- _WRITTEN INSTRUCTION_: Pick out every row below that contains the word "sign", and copy each of those rows in full.
## Start PROVIDED INFORMATION
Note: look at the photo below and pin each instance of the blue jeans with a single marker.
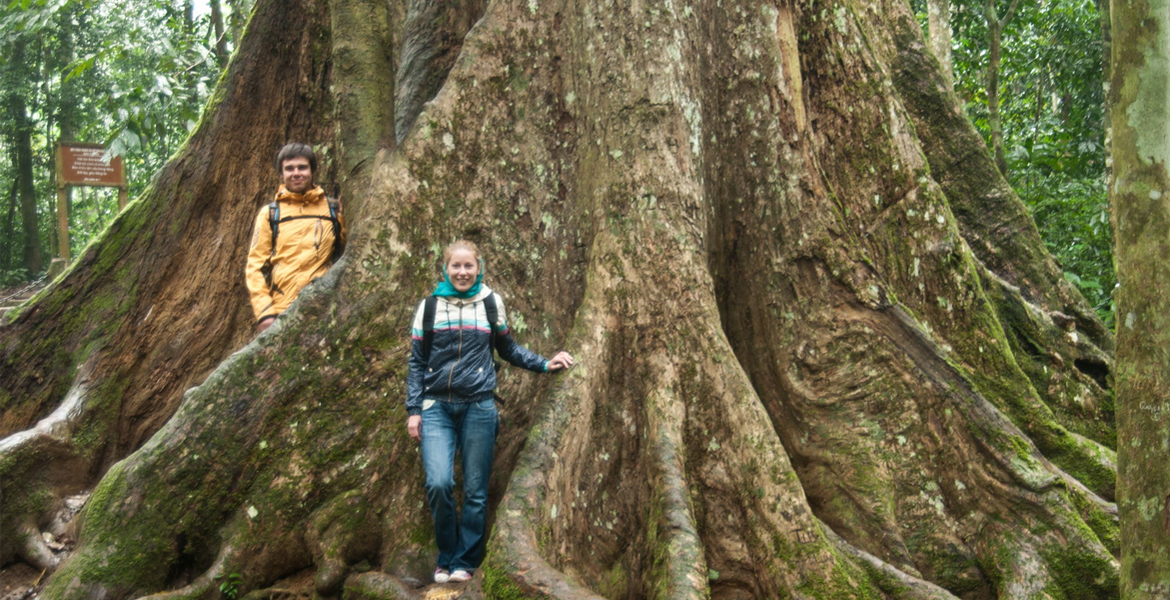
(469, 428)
## End PROVIDED INFORMATION
## Start PROVIDED INFORMATION
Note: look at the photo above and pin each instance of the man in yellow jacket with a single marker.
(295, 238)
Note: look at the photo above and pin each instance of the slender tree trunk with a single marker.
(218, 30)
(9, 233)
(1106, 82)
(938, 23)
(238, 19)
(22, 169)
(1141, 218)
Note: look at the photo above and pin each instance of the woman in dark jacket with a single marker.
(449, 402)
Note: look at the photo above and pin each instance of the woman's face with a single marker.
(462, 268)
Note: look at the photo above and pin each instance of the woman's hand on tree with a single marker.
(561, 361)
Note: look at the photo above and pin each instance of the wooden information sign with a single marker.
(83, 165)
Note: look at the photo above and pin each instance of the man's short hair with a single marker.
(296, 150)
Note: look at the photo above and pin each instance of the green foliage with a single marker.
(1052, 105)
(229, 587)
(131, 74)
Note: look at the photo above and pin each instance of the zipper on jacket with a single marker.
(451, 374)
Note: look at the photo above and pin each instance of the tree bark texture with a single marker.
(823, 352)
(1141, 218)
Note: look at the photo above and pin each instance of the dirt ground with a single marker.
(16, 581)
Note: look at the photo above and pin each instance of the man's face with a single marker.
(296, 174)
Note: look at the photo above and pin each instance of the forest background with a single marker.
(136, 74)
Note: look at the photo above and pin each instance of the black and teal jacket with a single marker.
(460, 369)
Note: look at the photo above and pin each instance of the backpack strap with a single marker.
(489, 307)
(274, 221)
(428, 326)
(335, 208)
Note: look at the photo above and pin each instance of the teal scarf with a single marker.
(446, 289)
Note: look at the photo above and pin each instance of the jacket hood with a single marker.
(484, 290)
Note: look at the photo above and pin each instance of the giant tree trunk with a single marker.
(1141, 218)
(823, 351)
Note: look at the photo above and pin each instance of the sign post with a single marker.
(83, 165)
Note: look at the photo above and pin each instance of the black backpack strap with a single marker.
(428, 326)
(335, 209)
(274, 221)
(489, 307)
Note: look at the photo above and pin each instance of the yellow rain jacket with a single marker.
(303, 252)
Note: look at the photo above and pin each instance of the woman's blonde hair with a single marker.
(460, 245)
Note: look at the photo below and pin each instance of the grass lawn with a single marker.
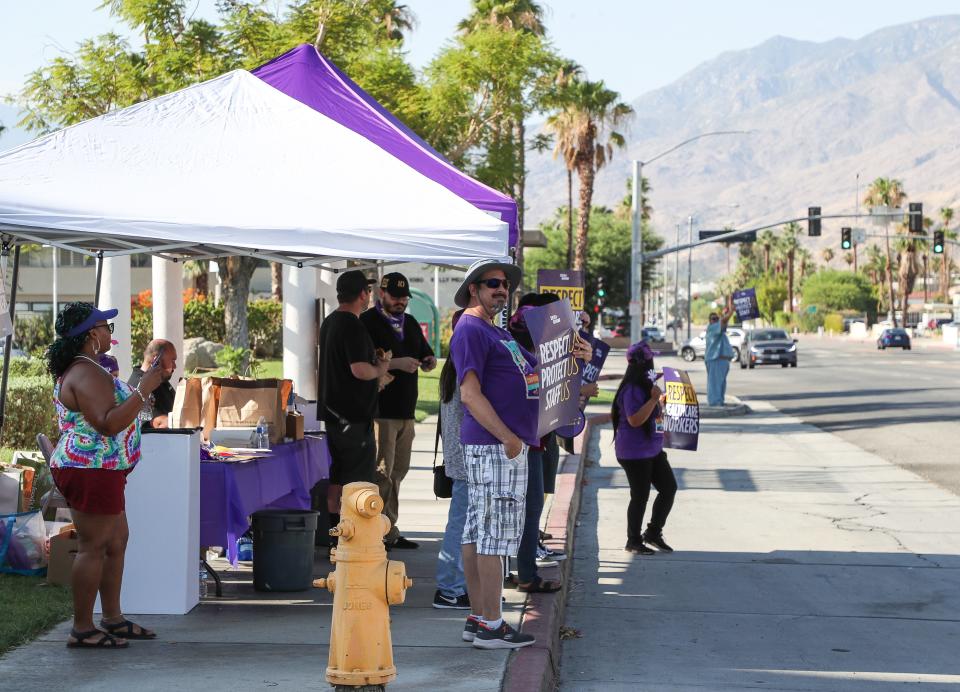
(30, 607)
## End PROVIDED INFORMATION
- _WRITTEN RESPONSE_:
Note: look at the photo above and pin each instance of the wooden information sign with a single marker.
Note: look at the photo above and pin each instance of the sign post with a single marker.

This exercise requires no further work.